**Entries shown**
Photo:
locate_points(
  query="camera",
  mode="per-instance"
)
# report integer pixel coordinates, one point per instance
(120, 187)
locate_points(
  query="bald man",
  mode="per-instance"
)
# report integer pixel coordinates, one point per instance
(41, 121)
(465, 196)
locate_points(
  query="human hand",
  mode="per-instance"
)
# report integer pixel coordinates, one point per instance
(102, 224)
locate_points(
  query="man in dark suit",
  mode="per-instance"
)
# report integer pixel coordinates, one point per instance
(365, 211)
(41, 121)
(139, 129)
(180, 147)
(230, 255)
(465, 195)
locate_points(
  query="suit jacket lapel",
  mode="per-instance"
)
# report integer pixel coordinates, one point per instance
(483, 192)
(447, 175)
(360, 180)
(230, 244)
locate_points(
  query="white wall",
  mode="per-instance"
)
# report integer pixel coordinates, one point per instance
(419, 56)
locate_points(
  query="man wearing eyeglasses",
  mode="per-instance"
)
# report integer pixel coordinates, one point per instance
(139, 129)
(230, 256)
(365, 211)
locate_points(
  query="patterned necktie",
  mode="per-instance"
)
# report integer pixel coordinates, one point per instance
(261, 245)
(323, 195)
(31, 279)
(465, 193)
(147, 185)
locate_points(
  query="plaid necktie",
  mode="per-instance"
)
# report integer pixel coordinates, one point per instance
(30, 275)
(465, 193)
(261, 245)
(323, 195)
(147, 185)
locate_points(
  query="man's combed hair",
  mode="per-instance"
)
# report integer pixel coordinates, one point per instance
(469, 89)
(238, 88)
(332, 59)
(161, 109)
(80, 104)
---
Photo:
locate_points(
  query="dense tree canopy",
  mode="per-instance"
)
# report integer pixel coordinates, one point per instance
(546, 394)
==
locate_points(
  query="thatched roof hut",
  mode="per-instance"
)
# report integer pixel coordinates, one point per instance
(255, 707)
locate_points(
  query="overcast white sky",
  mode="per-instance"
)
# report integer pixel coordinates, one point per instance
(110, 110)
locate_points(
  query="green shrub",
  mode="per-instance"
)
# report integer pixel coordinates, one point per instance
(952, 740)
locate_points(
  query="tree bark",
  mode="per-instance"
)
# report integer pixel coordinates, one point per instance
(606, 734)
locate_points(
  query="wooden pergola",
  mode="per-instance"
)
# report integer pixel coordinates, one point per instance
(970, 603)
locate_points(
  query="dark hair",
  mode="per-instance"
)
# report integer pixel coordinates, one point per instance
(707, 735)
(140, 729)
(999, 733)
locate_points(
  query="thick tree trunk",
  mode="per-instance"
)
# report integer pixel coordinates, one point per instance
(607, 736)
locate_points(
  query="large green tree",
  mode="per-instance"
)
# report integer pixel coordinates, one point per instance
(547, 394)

**Task objective**
Copy out, unchanged, every line in the rows above that contains the string "green".

**Result**
  query="green shrub",
  query="large green tree",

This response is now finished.